**Data section**
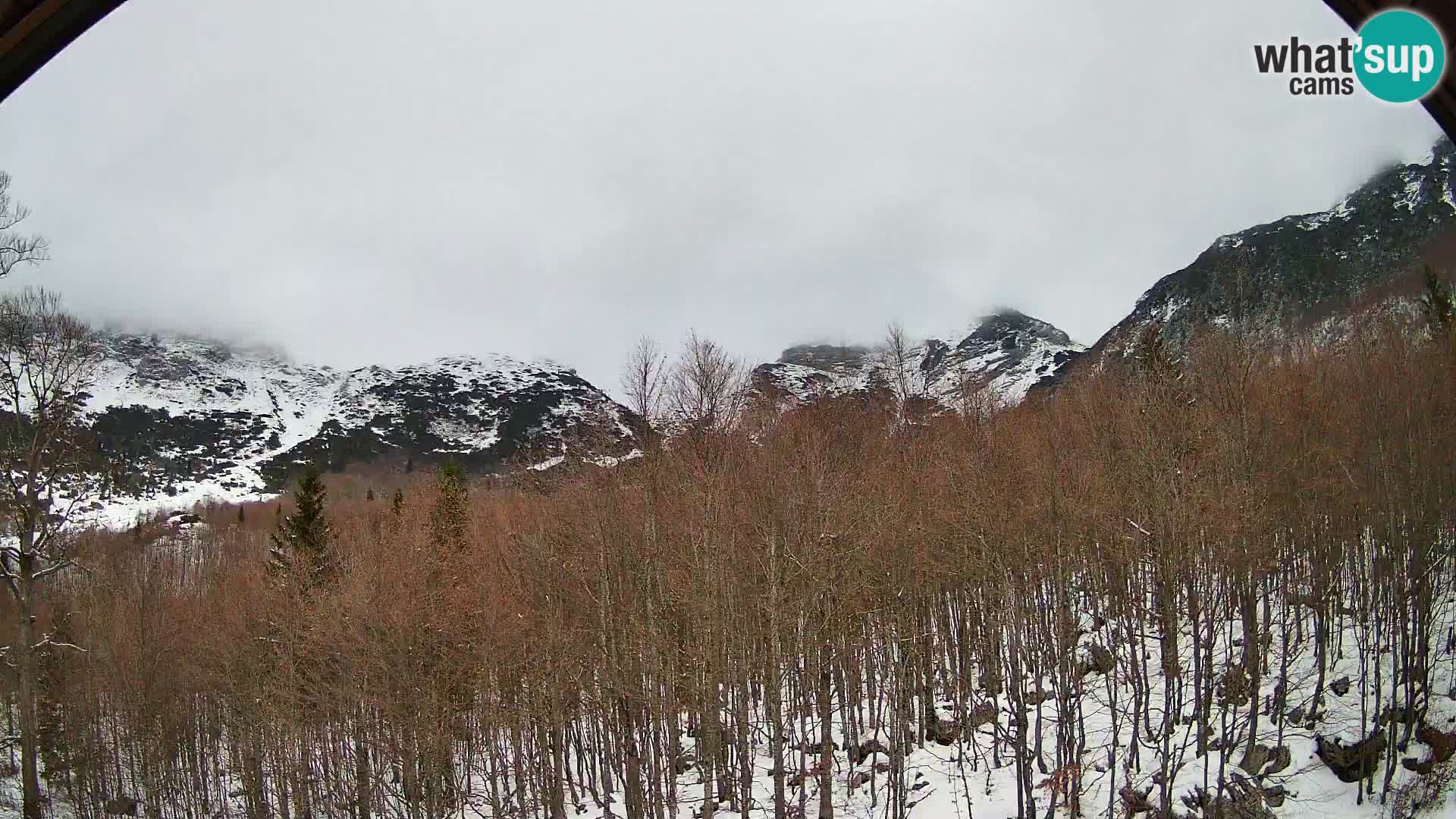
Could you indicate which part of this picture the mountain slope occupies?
[1087,137,1456,367]
[753,309,1082,406]
[78,328,633,519]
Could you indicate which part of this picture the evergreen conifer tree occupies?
[1421,265,1456,332]
[272,466,334,583]
[431,460,469,549]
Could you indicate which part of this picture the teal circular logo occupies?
[1356,9,1446,102]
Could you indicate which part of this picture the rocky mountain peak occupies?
[77,326,635,521]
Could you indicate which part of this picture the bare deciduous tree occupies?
[880,322,915,411]
[0,288,100,819]
[622,335,667,435]
[0,171,48,275]
[665,332,748,433]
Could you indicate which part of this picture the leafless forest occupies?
[5,316,1456,819]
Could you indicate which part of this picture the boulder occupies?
[1315,730,1385,783]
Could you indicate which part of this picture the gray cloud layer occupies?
[0,0,1437,388]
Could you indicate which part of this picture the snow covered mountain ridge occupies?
[1079,137,1456,366]
[86,328,635,517]
[753,309,1083,408]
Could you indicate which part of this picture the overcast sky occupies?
[0,0,1439,389]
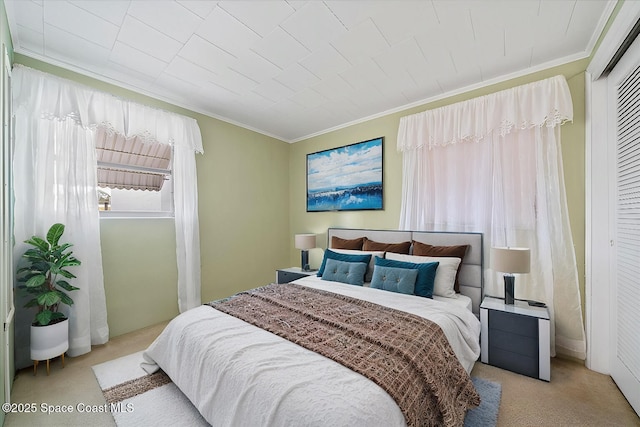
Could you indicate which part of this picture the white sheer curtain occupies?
[398,76,586,358]
[12,65,203,367]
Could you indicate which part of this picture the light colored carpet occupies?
[93,352,209,427]
[3,323,640,427]
[93,352,501,427]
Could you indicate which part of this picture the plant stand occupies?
[31,319,69,375]
[33,353,64,376]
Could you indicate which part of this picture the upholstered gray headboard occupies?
[327,228,484,314]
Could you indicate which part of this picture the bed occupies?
[143,228,482,426]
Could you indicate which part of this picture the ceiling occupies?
[4,0,616,142]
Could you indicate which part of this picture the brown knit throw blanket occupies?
[209,284,480,426]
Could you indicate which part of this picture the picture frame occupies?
[307,137,384,212]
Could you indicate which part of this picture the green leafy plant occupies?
[17,224,80,326]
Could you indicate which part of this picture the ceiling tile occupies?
[165,56,215,85]
[109,42,167,79]
[300,45,351,79]
[282,1,347,50]
[252,28,309,69]
[4,0,615,140]
[290,89,326,109]
[6,1,44,33]
[178,35,235,72]
[325,0,384,30]
[373,38,426,76]
[118,16,182,62]
[44,1,119,48]
[253,80,294,102]
[218,0,295,37]
[177,0,218,18]
[44,25,111,70]
[211,68,258,95]
[196,7,260,57]
[275,64,319,92]
[371,1,438,45]
[331,19,389,63]
[12,25,44,55]
[129,1,203,44]
[229,50,282,82]
[340,58,388,90]
[311,76,353,101]
[71,0,130,25]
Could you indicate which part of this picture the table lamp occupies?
[491,247,531,305]
[295,234,316,271]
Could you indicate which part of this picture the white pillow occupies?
[387,252,462,298]
[329,248,384,282]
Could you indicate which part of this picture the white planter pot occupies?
[31,319,69,360]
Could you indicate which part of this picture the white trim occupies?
[587,1,640,80]
[585,2,640,374]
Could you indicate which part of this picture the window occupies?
[96,127,173,217]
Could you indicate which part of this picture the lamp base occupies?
[504,274,516,305]
[300,250,311,271]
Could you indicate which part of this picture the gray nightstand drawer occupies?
[489,344,540,378]
[480,297,551,381]
[489,310,538,340]
[489,330,538,361]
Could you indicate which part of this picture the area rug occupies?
[92,352,502,427]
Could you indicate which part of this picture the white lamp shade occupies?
[491,248,531,273]
[295,234,316,250]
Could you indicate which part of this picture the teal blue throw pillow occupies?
[318,249,371,276]
[375,257,440,298]
[322,258,368,286]
[371,265,418,295]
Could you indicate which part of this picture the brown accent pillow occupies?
[362,237,411,255]
[412,240,469,293]
[331,236,364,251]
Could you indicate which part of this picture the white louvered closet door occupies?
[609,34,640,413]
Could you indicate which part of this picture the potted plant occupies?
[17,224,80,373]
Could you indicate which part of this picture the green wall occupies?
[15,54,289,336]
[0,2,14,425]
[289,59,588,314]
[15,42,588,342]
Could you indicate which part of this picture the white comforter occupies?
[143,277,480,427]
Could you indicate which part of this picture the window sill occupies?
[100,211,174,219]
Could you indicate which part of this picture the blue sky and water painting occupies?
[307,138,382,212]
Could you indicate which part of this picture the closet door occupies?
[608,38,640,413]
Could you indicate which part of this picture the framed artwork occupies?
[307,137,384,212]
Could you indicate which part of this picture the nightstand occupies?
[276,267,318,283]
[480,297,551,381]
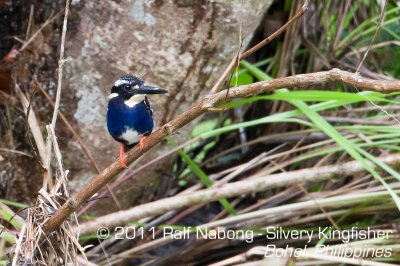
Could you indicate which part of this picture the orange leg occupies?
[119,143,128,168]
[139,136,147,150]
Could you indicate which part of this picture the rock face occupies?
[28,0,272,210]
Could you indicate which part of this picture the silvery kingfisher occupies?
[107,76,168,168]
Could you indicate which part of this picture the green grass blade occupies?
[168,137,237,215]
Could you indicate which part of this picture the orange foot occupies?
[139,135,147,150]
[119,143,128,168]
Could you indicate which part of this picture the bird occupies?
[107,75,168,168]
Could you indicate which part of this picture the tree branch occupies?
[43,69,400,234]
[76,153,400,235]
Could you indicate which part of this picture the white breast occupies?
[124,94,146,107]
[119,129,139,144]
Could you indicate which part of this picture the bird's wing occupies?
[144,97,153,116]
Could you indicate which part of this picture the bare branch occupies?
[78,154,400,235]
[43,69,400,233]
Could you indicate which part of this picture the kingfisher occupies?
[107,76,168,168]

**Exercise directions**
Change every "occupies" in the lines above to "covers", keep everything else the same, and leave the pictures out.

**Task response**
Could you indicate which part of this picture the mountain slope covers?
[1087,137,1456,367]
[753,309,1082,406]
[78,328,633,519]
Could you indicate which part of this picture the evergreen conifer tree covers?
[1421,265,1456,332]
[272,466,334,583]
[431,460,469,549]
Could you indicate which part of this picture the teal circular logo covers?
[1356,9,1446,102]
Could you indicate which part of this picture the rocky mountain peak covers?
[77,326,635,521]
Could you indicate which part of this picture the bare deciduous tree covers?
[880,322,915,411]
[0,288,100,819]
[622,335,667,435]
[0,171,48,275]
[665,332,748,433]
Could you indicate which part of this picture the leafless forest covers?
[5,316,1456,819]
Could you indicate which part of this picture the boulder covers?
[1315,730,1385,783]
Could you indicate which part of this picture the gray cloud layer covers?
[0,0,1437,388]
Could you indicate which part of this picture the snow covered mountain ridge covers?
[1079,137,1456,366]
[86,328,635,517]
[753,309,1083,408]
Could you indicate which part of this picture the overcast sky covers?
[0,0,1439,389]
Could you indicate which part of this picture the white sheer curtain covers?
[398,76,586,358]
[12,65,203,367]
Could you indicate which part of this picture the light colored carpet covers?
[93,352,209,427]
[3,323,640,427]
[93,352,501,427]
Could you indicate which part of this picture the plant stand covers?
[31,319,69,375]
[33,353,64,376]
Could you indicate which part of this picture the upholstered gray headboard covers?
[327,228,484,314]
Could you indicate which part of this picture the bed covers?
[143,228,482,426]
Could you indicate which part of this picture the ceiling covers?
[4,0,616,142]
Could you indicate which part of this picture the brown knit throw blanket covers?
[209,284,480,426]
Could you indicate which part of this picture the picture frame covers?
[307,137,384,212]
Could you indicate which part of this picture the green leafy plant covers?
[17,224,80,326]
Could you indicate which part of this picture the ceiling tile covers?
[165,56,215,85]
[109,42,167,79]
[300,45,351,79]
[282,1,347,50]
[252,28,309,69]
[4,0,615,140]
[290,89,326,109]
[6,1,44,33]
[178,35,235,72]
[325,0,384,30]
[373,38,426,76]
[118,16,182,62]
[44,1,119,48]
[253,80,294,102]
[218,0,295,37]
[177,0,218,18]
[44,25,111,70]
[211,68,258,95]
[196,7,260,57]
[275,64,319,92]
[371,1,438,45]
[331,19,389,63]
[12,25,44,55]
[129,1,203,44]
[229,50,282,82]
[340,58,388,90]
[311,76,353,101]
[71,0,130,25]
Could you indicate which part of this picture the table lamp covers?
[491,247,531,305]
[295,234,316,271]
Could you indicate which part of this picture the white pillow covers?
[387,252,462,298]
[329,248,384,282]
Could you indicate which part of this picture the white planter pot covers?
[31,319,69,360]
Could you indicate which part of this picture the white trim covers?
[587,1,640,80]
[585,2,640,374]
Could you indicate which part of this picture the window covers?
[96,127,173,217]
Could you indicate which part of this picture the lamp base covers?
[504,274,516,305]
[300,250,311,271]
Could you indicate which part of this picture the gray nightstand drawer covers?
[489,344,540,378]
[480,297,551,381]
[489,310,538,340]
[489,330,538,361]
Could you indicate which part of this picture the area rug covers?
[92,352,502,427]
Could you indicate which part of this picture the white lamp shade covers?
[491,248,531,273]
[295,234,316,250]
Could you indicate which part of this picture the teal blue throw pillow covers?
[318,249,371,276]
[375,257,440,298]
[322,258,368,286]
[371,265,418,295]
Could you indicate which part of this picture the brown accent pillow covers?
[362,237,411,255]
[412,240,469,293]
[331,236,364,251]
Could you indicate which part of this picture the white louvered closet door covers?
[609,34,640,413]
Could you indicate which part of this picture the potted plant covers?
[17,224,80,373]
Could you indicate which part of this picture the green wall covers?
[15,54,289,336]
[0,2,14,425]
[289,59,588,314]
[15,42,588,342]
Could you indicate which part of this picture the white comforter covers?
[143,277,480,427]
Could you indicate which part of this picture the window sill covers?
[100,211,174,219]
Could you indicate which part of this picture the blue sky and water painting covers?
[307,138,382,212]
Could you indicate which part of this picture the closet door covers?
[608,38,640,413]
Could you indicate which part of this picture the framed artwork covers?
[307,137,384,212]
Could you indicate which part of this picture the nightstand covers?
[276,267,318,283]
[480,297,551,381]
Could you indicate which part of this picture the orange leg covers?
[119,143,128,168]
[139,136,147,150]
Could you indicate which part of this picture the rock face covers?
[28,0,272,210]
Could you indicate which part of this picture the silvery kingfisher covers?
[107,76,168,168]
Could you indicate which part of this picture the green grass blade covers?
[168,137,237,215]
Could you indicate which part of this picture the orange foot covers?
[139,135,147,150]
[119,143,128,168]
Could you indicate which part of this picture the bird covers?
[107,75,168,168]
Could you indicate which part of this picture the tree branch covers?
[43,69,400,234]
[76,153,400,235]
Could you indicate which part of this picture the white breast covers?
[124,94,146,107]
[119,129,139,144]
Could you indicate which part of this picture the bird's wing covers?
[144,97,153,116]
Could you indicate which part of this picture the bare branch covers?
[78,154,400,235]
[43,69,400,233]
Could you indicate which part of this picture the kingfisher covers?
[107,76,168,168]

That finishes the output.